(EXERCISE DESCRIPTION) Update the stretch from the line containing "Provide the segmentation of every instance of the man's eye" through the line containing "217 79 L 217" in the material below, replacing "new line" with "separate line" and leaving everything else unchanged. Omit the pictures from your answer.
--- start SUPPLIED MATERIAL ---
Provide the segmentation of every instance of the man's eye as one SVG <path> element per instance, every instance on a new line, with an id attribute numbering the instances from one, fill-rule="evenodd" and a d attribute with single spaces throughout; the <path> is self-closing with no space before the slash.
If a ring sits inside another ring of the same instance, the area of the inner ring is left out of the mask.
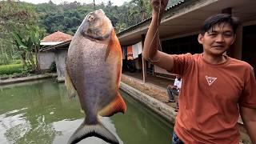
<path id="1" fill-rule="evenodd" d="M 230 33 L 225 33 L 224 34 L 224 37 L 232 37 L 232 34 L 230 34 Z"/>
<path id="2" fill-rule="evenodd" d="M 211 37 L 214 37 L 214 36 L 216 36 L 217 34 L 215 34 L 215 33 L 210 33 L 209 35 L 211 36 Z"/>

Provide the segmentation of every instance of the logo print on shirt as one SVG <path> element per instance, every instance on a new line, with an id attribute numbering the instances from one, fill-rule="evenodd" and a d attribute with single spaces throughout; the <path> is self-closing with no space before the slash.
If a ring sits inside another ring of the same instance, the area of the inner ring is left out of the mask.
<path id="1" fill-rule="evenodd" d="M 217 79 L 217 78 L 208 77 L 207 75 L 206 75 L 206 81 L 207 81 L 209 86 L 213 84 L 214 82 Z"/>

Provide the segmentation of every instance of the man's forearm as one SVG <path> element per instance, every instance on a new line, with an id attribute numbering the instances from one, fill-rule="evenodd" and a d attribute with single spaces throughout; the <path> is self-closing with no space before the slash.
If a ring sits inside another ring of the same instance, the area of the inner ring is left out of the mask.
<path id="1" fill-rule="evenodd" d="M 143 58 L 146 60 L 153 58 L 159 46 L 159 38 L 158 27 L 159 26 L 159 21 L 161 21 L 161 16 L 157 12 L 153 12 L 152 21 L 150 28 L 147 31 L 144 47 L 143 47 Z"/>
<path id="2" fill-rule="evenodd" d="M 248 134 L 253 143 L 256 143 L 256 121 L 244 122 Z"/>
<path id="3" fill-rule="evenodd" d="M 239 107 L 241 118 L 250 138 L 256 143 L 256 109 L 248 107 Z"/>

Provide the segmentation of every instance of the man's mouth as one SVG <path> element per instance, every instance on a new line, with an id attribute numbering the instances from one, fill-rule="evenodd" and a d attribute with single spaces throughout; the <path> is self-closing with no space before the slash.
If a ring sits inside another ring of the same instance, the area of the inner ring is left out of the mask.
--- end SUPPLIED MATERIAL ---
--- start SUPPLIED MATERIAL ---
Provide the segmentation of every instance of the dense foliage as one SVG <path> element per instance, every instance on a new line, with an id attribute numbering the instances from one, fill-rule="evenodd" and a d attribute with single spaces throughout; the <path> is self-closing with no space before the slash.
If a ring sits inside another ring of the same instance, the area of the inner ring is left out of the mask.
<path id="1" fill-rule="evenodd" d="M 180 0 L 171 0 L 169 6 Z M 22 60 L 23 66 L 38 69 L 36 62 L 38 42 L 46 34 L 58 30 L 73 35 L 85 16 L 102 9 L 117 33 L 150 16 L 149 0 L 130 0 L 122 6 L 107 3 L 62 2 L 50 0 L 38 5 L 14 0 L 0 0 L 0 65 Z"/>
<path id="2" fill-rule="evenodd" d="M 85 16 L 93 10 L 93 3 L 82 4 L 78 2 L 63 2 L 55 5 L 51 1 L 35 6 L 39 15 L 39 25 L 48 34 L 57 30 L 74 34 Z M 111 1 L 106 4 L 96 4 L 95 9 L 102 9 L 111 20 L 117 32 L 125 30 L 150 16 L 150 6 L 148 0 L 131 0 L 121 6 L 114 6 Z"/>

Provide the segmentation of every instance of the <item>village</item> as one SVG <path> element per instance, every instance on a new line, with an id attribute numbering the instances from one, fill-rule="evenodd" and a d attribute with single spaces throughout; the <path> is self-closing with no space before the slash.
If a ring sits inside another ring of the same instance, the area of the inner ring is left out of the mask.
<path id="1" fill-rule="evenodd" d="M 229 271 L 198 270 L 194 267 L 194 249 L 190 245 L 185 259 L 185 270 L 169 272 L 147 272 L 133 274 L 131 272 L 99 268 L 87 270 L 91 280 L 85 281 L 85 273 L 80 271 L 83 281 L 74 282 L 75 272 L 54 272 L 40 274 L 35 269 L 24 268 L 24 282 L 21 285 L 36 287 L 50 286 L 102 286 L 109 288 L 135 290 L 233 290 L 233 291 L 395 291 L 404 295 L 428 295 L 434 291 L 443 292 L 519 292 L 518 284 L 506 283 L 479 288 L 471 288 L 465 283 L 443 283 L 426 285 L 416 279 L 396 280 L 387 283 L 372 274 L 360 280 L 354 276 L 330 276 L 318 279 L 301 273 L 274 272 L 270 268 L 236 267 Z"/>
--- end SUPPLIED MATERIAL ---
(CORRECT RESULT)
Provide the segmentation of every instance of the man's eye as one SVG <path> element per instance, every instance on a separate line, with an id attribute numbering the instances from one, fill-rule="evenodd" and a d attribute with single spaces throughout; the <path> is self-closing with no space before the slash.
If a ring sits inside another ring of the same instance, the area of the inner ring is left out of the mask.
<path id="1" fill-rule="evenodd" d="M 230 33 L 225 33 L 224 34 L 224 37 L 232 37 L 232 34 L 230 34 Z"/>
<path id="2" fill-rule="evenodd" d="M 211 37 L 214 37 L 214 36 L 216 36 L 217 34 L 215 34 L 215 33 L 210 33 L 209 35 L 211 36 Z"/>

Provide the segmentation of every instance of the logo print on shirt as one SVG <path> element per instance, every instance on a separate line, with an id attribute numbering the instances from one, fill-rule="evenodd" and a d attribute with single spaces throughout; the <path> is self-closing with no space before the slash.
If a ring sits inside another ring of the same instance, the area of the inner ring is left out of the mask.
<path id="1" fill-rule="evenodd" d="M 217 79 L 217 78 L 208 77 L 207 75 L 206 75 L 206 81 L 207 81 L 209 86 L 213 84 L 214 82 Z"/>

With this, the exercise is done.